Input:
Content starts
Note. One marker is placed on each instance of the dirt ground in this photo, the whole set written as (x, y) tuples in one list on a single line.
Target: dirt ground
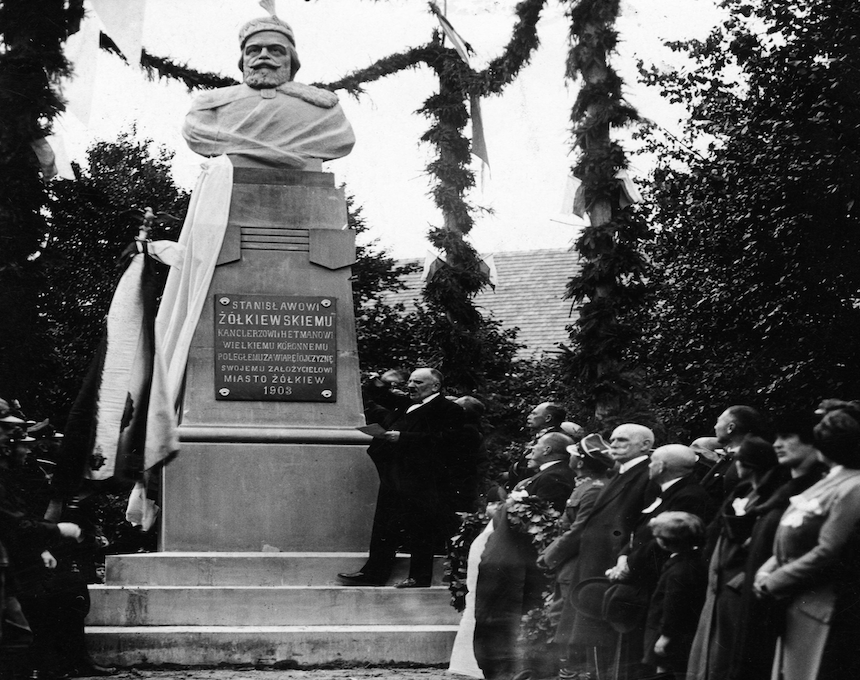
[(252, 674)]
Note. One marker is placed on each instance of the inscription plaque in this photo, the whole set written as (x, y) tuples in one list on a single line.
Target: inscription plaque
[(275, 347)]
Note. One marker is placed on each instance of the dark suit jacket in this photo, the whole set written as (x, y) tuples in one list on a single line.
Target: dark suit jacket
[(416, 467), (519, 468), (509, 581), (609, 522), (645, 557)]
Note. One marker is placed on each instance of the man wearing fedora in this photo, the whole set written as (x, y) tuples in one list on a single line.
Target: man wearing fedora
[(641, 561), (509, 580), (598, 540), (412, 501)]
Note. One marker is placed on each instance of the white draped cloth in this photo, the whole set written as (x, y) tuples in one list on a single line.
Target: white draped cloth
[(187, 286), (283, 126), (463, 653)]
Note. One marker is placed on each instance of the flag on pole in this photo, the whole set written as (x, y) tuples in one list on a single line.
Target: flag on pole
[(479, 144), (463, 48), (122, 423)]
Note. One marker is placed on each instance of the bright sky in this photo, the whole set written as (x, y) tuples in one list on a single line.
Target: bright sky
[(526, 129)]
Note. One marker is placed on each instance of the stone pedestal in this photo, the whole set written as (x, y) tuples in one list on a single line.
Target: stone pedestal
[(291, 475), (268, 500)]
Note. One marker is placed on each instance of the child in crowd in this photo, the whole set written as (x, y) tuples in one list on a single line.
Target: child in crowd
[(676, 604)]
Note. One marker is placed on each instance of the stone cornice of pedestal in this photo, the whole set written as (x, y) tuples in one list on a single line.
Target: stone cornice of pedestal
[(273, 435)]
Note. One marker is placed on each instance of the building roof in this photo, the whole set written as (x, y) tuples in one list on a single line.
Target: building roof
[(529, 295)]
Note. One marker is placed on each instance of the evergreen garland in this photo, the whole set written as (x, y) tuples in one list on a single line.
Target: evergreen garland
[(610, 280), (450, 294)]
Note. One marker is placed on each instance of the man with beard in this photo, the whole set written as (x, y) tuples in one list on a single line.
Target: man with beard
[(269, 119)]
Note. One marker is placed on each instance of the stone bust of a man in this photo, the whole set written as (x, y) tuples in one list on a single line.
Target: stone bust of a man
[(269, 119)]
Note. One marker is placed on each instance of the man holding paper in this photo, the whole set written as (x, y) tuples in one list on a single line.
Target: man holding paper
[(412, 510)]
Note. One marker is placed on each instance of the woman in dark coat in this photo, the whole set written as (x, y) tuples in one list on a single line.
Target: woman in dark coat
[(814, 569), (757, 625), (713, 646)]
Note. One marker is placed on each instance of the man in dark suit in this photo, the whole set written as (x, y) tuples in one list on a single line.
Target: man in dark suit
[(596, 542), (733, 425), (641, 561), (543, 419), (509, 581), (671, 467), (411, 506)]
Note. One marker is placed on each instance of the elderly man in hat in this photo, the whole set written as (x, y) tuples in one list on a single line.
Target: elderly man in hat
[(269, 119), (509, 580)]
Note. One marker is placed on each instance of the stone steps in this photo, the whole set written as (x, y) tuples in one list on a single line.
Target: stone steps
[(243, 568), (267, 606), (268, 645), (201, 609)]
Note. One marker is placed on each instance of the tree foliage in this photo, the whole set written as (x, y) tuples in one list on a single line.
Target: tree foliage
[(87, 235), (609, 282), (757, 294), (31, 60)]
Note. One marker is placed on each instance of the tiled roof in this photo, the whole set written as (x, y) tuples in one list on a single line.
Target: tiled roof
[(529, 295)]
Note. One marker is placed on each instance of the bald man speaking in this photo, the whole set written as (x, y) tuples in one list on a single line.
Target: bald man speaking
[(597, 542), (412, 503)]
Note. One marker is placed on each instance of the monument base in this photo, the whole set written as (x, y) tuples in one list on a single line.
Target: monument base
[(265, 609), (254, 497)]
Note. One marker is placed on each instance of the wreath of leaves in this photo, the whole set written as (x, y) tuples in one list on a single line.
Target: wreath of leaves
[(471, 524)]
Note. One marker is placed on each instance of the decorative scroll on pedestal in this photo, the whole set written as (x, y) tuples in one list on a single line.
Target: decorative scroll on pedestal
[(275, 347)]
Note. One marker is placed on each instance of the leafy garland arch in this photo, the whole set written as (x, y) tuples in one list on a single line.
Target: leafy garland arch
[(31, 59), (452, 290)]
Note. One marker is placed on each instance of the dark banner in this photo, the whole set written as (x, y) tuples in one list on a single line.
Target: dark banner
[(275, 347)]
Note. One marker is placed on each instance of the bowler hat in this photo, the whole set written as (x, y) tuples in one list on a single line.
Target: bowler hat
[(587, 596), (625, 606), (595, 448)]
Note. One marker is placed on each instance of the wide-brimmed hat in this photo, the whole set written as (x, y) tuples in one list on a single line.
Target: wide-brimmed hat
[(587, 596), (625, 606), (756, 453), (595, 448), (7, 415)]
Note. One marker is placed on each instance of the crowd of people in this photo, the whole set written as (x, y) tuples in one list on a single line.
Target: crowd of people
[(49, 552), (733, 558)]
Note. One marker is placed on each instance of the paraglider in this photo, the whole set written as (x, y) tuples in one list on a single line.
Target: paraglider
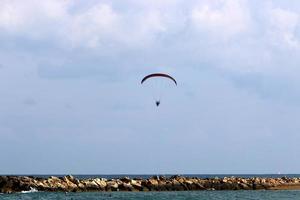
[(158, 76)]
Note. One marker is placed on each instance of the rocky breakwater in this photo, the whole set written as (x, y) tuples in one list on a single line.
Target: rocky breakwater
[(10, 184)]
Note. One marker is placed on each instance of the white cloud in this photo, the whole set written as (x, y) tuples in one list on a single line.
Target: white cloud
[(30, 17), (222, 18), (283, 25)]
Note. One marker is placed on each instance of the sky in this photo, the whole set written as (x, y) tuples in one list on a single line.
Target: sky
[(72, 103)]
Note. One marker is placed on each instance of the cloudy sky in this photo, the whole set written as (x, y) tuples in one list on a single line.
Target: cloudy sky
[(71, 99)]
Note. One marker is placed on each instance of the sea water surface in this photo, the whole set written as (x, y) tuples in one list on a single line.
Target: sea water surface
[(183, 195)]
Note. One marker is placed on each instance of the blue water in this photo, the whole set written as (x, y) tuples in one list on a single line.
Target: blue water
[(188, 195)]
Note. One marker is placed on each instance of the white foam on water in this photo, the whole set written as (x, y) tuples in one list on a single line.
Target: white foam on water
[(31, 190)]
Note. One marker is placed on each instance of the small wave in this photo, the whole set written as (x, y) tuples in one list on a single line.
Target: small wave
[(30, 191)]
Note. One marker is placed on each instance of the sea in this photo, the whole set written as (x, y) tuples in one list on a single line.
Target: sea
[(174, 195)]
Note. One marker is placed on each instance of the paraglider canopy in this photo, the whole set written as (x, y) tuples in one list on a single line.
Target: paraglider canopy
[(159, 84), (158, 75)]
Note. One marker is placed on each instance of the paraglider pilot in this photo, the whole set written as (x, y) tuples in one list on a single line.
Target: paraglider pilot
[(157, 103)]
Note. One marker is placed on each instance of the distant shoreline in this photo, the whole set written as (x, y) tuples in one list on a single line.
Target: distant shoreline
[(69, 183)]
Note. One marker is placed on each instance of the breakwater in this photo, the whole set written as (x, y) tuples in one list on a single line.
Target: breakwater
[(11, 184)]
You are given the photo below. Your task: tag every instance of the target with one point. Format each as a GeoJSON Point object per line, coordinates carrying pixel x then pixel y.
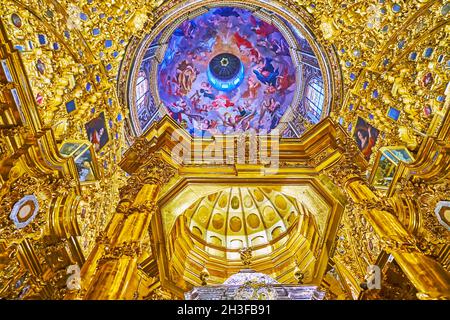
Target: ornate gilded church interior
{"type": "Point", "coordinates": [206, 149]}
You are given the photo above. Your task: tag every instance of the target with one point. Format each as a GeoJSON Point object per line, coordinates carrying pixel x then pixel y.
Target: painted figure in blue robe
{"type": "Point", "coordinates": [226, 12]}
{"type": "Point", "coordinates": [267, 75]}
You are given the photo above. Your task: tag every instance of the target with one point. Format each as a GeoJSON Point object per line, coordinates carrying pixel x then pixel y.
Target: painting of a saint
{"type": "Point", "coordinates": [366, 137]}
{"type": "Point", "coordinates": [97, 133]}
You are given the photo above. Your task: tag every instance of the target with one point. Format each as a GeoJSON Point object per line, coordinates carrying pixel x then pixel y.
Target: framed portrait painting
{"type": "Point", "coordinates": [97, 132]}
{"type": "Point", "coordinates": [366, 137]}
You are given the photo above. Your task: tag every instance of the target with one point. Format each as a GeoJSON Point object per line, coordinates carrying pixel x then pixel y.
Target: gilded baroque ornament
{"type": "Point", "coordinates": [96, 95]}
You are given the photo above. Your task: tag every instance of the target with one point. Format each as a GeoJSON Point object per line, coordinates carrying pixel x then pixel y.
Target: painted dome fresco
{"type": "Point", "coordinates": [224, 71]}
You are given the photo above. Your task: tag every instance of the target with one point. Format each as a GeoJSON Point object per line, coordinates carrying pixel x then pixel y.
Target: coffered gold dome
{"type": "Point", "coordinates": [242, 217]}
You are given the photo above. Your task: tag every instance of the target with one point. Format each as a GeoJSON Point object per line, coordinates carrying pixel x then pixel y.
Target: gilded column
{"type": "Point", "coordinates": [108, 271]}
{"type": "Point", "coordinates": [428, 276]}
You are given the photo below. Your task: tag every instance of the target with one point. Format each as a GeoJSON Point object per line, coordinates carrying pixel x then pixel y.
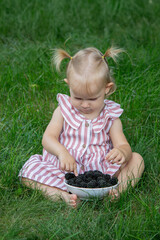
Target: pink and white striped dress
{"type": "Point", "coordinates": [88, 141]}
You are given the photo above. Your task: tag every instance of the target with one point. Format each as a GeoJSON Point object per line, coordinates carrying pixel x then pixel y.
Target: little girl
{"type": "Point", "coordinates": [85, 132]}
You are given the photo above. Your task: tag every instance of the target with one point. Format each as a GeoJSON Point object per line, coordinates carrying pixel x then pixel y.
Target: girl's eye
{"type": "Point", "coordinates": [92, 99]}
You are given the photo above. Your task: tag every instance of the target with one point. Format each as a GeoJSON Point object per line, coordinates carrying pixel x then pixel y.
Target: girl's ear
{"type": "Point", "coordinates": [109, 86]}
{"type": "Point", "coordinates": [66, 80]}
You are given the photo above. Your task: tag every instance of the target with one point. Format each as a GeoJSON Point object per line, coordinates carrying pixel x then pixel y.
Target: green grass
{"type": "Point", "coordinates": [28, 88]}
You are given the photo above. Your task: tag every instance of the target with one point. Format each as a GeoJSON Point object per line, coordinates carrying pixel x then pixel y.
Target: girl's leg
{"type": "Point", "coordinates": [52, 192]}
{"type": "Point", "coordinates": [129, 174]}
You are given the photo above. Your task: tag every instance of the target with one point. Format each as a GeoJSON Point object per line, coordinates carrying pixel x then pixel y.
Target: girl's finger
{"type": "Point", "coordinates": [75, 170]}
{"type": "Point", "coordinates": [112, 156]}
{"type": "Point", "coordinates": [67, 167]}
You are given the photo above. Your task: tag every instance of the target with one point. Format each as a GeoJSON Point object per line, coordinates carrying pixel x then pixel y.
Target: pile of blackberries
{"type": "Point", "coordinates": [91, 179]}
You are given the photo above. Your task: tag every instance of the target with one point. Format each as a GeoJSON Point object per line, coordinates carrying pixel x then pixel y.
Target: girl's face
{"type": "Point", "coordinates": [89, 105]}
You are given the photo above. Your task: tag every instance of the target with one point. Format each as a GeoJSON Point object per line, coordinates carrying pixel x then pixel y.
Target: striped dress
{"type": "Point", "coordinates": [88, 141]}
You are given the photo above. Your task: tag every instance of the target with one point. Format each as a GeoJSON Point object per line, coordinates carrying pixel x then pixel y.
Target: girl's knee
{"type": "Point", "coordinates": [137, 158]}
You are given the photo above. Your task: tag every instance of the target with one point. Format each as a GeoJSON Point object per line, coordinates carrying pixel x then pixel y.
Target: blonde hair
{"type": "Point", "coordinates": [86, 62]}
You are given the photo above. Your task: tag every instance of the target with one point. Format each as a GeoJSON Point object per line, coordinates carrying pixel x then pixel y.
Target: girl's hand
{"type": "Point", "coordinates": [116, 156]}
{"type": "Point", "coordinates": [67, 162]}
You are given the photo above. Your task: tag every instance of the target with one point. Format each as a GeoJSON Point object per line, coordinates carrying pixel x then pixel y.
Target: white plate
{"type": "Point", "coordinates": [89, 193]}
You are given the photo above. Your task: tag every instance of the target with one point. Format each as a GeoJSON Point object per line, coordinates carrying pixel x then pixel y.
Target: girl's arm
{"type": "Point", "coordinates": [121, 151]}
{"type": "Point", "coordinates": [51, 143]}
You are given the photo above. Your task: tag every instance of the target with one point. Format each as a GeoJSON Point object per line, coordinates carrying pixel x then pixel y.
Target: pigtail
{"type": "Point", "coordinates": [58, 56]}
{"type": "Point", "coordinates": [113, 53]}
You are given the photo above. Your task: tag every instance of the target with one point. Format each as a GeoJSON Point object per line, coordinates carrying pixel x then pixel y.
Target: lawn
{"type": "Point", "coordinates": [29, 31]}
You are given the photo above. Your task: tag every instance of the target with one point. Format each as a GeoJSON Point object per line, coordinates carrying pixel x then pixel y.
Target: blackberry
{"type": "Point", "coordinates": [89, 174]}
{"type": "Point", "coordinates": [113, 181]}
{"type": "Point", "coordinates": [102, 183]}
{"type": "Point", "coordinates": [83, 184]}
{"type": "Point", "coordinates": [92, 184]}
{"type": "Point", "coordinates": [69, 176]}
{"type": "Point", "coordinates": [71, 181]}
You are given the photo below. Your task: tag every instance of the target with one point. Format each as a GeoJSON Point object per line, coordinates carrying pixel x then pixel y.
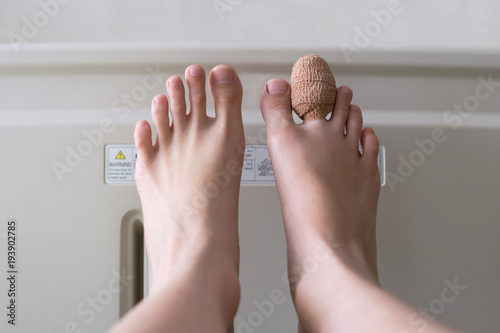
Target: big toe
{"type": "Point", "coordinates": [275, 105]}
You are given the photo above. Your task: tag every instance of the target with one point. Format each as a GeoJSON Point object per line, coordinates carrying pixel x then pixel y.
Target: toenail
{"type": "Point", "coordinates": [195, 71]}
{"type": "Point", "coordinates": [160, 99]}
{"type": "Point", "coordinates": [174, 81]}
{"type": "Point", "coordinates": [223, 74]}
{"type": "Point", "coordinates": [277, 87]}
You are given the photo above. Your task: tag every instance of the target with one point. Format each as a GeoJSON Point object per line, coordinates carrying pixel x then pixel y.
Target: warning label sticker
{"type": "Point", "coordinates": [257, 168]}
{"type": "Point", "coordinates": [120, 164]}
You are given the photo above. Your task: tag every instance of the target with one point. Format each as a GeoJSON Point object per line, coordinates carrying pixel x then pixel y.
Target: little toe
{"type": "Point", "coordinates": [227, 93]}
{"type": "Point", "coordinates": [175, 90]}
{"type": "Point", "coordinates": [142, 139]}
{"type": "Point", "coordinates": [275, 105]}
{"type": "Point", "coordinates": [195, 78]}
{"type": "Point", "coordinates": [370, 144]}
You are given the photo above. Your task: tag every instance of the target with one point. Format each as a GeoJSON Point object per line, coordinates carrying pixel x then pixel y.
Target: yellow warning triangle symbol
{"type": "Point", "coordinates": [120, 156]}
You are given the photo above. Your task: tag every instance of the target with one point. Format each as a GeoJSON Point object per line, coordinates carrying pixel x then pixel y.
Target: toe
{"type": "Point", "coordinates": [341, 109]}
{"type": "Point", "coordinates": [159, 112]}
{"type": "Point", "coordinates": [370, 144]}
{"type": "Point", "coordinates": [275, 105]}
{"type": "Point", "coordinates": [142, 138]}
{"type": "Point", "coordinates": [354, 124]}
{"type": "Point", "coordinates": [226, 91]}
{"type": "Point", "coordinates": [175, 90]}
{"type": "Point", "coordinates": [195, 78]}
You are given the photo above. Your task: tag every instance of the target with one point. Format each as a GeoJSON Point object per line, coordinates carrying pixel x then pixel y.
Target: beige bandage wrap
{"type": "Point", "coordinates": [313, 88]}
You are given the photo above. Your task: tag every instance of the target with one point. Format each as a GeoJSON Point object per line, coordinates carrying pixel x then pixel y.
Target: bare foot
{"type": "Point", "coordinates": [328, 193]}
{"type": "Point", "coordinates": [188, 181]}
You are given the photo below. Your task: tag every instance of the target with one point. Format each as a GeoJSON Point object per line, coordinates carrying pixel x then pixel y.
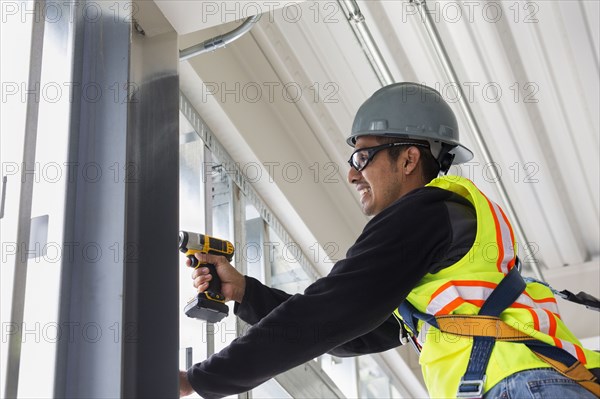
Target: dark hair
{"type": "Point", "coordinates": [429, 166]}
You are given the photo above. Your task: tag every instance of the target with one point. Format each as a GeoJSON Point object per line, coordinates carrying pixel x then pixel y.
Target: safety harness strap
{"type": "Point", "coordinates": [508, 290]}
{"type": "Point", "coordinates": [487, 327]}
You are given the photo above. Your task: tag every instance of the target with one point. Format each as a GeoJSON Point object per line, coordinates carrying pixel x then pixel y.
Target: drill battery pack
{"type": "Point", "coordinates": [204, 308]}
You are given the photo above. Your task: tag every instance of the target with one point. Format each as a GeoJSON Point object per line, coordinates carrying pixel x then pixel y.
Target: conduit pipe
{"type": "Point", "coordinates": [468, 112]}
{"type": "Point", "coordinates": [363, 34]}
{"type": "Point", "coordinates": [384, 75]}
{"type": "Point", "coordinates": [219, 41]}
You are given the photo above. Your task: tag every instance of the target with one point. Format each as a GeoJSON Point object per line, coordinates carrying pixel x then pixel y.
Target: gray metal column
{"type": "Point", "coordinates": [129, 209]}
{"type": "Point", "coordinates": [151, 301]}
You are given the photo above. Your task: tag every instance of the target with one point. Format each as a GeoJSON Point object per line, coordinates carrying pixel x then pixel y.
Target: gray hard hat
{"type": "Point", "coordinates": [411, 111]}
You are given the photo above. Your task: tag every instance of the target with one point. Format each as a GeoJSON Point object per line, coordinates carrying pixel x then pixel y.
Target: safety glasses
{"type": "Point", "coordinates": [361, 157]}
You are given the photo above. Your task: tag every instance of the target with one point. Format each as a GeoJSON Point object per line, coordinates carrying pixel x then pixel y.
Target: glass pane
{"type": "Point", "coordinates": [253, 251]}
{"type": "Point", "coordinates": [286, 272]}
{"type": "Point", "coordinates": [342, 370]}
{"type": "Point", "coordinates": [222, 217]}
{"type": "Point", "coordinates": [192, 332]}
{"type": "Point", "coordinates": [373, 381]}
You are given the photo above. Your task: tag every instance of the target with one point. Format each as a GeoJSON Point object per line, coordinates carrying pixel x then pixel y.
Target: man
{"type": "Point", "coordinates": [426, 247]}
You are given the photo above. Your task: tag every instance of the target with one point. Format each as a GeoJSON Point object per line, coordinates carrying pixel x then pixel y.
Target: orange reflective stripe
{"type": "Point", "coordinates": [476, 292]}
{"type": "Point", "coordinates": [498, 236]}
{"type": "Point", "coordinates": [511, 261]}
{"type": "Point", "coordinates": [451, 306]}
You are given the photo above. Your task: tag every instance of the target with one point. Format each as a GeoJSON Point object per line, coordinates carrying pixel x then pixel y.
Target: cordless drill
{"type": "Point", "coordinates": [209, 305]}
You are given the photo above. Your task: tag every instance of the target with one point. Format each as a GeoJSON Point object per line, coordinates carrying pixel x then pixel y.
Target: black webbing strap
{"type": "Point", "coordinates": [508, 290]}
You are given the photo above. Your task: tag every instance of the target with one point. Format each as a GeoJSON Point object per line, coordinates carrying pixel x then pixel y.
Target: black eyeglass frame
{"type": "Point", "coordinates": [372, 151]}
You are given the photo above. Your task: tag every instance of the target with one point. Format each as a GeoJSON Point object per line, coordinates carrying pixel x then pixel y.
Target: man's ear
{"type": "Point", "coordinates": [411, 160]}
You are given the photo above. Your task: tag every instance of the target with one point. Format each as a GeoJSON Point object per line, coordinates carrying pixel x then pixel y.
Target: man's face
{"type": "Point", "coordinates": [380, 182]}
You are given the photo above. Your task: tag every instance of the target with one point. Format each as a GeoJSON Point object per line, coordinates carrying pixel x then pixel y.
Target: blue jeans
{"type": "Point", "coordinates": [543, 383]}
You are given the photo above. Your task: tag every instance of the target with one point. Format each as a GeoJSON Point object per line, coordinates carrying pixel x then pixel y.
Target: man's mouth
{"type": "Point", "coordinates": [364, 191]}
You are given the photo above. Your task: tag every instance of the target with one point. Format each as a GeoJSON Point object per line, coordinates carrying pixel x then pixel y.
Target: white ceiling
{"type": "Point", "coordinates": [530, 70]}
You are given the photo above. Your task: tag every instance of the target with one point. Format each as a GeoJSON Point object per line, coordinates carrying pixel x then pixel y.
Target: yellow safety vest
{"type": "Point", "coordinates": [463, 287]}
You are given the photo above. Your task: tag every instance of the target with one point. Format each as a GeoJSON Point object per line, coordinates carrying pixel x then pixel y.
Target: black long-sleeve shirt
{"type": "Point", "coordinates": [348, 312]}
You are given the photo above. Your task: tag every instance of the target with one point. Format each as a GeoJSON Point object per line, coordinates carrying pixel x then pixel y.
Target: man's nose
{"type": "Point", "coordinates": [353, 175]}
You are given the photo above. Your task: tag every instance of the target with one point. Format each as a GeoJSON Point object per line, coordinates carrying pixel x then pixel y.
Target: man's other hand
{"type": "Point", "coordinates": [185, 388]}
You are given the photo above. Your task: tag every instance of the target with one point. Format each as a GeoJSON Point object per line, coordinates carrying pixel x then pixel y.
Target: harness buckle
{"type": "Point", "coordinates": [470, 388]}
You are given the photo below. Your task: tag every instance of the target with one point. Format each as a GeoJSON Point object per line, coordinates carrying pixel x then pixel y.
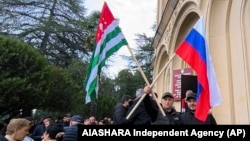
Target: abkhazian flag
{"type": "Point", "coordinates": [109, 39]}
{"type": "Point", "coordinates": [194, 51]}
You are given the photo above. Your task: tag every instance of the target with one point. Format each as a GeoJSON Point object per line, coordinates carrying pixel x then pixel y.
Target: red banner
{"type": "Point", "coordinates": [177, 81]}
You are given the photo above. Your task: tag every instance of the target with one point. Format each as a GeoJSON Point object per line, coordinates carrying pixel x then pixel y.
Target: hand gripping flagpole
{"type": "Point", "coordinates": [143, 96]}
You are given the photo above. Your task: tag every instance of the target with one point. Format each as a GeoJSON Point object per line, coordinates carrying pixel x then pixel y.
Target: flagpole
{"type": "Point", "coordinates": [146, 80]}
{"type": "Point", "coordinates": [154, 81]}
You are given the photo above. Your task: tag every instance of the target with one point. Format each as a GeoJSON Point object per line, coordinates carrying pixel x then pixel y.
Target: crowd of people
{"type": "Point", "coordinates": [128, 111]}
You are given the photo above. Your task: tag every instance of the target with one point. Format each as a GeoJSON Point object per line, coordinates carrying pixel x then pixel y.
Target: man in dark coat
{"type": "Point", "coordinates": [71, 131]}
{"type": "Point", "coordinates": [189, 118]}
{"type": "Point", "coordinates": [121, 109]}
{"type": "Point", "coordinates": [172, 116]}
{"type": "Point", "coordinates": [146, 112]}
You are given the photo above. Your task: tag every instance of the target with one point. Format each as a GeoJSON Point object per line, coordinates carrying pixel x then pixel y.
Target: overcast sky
Content ends
What you will do:
Return only the lines running from the top of the data to the line that holds "the dark suit". Include both of those lines, but skip the pictures.

Output for this exercise:
Note. One marker is placed on each instance of the dirt ground in this photo, the whole set written as (x, y) tuples in one list on a single line.
Target: dirt ground
[(252, 674)]
Note. One marker is placed on each instance of the inscription plaque in this photo, the whole set written as (x, y) tuples in one list on a single line.
Target: inscription plaque
[(275, 347)]
Note. One marker is placed on each instance of the dark suit jacket in this photo, the whole set written as (x, y) tuples in one list on a single line.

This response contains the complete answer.